### TASK STATEMENT
Each entry must be output exactly as it appears.

(Source data)
--------------------

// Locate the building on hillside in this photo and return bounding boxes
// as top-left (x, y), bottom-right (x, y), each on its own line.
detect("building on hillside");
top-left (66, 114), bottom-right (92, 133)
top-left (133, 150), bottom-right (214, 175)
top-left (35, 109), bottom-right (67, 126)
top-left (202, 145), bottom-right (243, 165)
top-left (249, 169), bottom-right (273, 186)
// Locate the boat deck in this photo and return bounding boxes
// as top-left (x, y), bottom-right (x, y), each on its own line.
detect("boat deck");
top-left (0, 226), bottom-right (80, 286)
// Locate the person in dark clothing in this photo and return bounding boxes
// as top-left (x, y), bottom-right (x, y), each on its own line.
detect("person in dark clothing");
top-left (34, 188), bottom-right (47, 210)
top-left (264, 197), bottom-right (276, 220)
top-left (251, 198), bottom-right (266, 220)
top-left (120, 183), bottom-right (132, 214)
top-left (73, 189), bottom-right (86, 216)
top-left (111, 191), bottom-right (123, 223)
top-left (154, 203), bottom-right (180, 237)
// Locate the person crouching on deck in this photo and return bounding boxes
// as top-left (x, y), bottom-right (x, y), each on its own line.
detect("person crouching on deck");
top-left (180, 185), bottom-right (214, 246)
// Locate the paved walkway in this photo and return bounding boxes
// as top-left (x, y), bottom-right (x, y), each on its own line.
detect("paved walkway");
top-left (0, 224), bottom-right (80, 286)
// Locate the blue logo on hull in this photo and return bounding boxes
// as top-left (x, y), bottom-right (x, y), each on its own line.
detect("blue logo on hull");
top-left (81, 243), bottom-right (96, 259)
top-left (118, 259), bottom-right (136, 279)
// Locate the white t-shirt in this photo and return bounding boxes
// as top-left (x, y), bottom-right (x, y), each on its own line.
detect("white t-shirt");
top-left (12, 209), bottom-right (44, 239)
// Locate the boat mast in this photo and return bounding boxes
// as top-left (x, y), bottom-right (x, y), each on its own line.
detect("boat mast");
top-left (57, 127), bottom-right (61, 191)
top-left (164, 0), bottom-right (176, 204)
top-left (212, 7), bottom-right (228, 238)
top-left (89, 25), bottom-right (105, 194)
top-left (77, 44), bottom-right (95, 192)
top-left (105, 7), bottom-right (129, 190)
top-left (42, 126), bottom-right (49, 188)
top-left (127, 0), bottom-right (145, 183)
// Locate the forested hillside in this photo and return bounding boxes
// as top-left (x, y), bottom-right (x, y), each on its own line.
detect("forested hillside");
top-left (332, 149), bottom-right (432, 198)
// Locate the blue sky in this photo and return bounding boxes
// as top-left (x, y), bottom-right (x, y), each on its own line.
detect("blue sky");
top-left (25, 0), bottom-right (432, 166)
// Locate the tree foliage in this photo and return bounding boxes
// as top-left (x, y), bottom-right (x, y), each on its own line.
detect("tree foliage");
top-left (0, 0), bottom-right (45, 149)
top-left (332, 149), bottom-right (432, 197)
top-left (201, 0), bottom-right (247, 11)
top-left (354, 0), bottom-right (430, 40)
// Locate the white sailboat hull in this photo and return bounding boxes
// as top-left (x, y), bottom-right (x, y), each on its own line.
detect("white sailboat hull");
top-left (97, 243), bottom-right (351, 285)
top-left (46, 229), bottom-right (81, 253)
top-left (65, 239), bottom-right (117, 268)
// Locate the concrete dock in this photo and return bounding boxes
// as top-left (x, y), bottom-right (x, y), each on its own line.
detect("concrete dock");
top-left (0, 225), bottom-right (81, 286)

--------------------

### REPLY
// Locate the building on hillside in this photo and return bounding boxes
// as top-left (x, y), bottom-right (x, y), each on its own line.
detect("building on hillside");
top-left (66, 114), bottom-right (92, 133)
top-left (133, 150), bottom-right (214, 175)
top-left (35, 109), bottom-right (67, 126)
top-left (202, 145), bottom-right (243, 165)
top-left (249, 169), bottom-right (273, 186)
// Locate the boat deck in this photo and return bounding boxes
// as top-left (x, y), bottom-right (x, y), each on its own line.
detect("boat deck");
top-left (0, 226), bottom-right (80, 286)
// Locate the person in dark clothing in this photo and return bounding boxes
// as top-left (x, y), bottom-right (x, y), each on its own line.
detect("person in dark clothing");
top-left (34, 188), bottom-right (47, 210)
top-left (264, 197), bottom-right (276, 220)
top-left (251, 198), bottom-right (266, 220)
top-left (120, 183), bottom-right (132, 214)
top-left (73, 189), bottom-right (86, 216)
top-left (111, 191), bottom-right (123, 223)
top-left (154, 203), bottom-right (180, 237)
// Locate the person crouching on deck in this photo and return bounding boxes
// as top-left (x, y), bottom-right (x, y), each on its own line.
detect("person crouching on deck");
top-left (180, 185), bottom-right (214, 246)
// Locate the paved walkway in this photo and return bounding boxes
// as top-left (x, y), bottom-right (x, y), each on its own line.
detect("paved walkway");
top-left (0, 224), bottom-right (80, 286)
// Locate the blue logo on hull in this photo and return bounding boxes
// as top-left (x, y), bottom-right (x, y), each on its own line.
detect("blue logo on hull");
top-left (81, 243), bottom-right (96, 259)
top-left (118, 259), bottom-right (136, 279)
// Locate the white t-shirt in this photo and return bounding boxes
// as top-left (x, y), bottom-right (x, y), each on its own line.
detect("white t-shirt");
top-left (12, 209), bottom-right (44, 239)
// Locate the boat mast in this photo and return bounding boxes
// as top-left (x, y), bottom-right (x, y), each on its own line.
detect("boat mast");
top-left (57, 127), bottom-right (61, 191)
top-left (164, 0), bottom-right (176, 204)
top-left (212, 7), bottom-right (228, 238)
top-left (89, 25), bottom-right (105, 194)
top-left (77, 44), bottom-right (95, 192)
top-left (105, 7), bottom-right (129, 190)
top-left (42, 126), bottom-right (49, 188)
top-left (127, 0), bottom-right (145, 183)
// Locate the forested hillside in this photo and return bounding boxes
// as top-left (x, y), bottom-right (x, y), each on its own line.
detect("forested hillside");
top-left (332, 149), bottom-right (432, 198)
// Locate the blue sky in this photo and return bounding boxes
// as top-left (x, y), bottom-right (x, y), each on its own line.
detect("blue sky");
top-left (25, 0), bottom-right (432, 166)
// Locate the tree foliage in this photo and return bounding boxes
// as top-left (x, y), bottom-right (x, y), each on its own line.
detect("tree foliage");
top-left (0, 0), bottom-right (45, 149)
top-left (332, 149), bottom-right (432, 197)
top-left (201, 0), bottom-right (247, 11)
top-left (354, 0), bottom-right (430, 40)
// Locate the white sailboat hull in this photo and return bounding boxes
// as top-left (x, y), bottom-right (x, y), each on its own line.
detect("white sailboat hull");
top-left (97, 243), bottom-right (351, 285)
top-left (46, 229), bottom-right (81, 253)
top-left (65, 239), bottom-right (117, 268)
// Locate the concrete dock in this photo and return bounding boxes
// as top-left (x, y), bottom-right (x, y), each on its own line.
detect("concrete dock");
top-left (0, 225), bottom-right (81, 286)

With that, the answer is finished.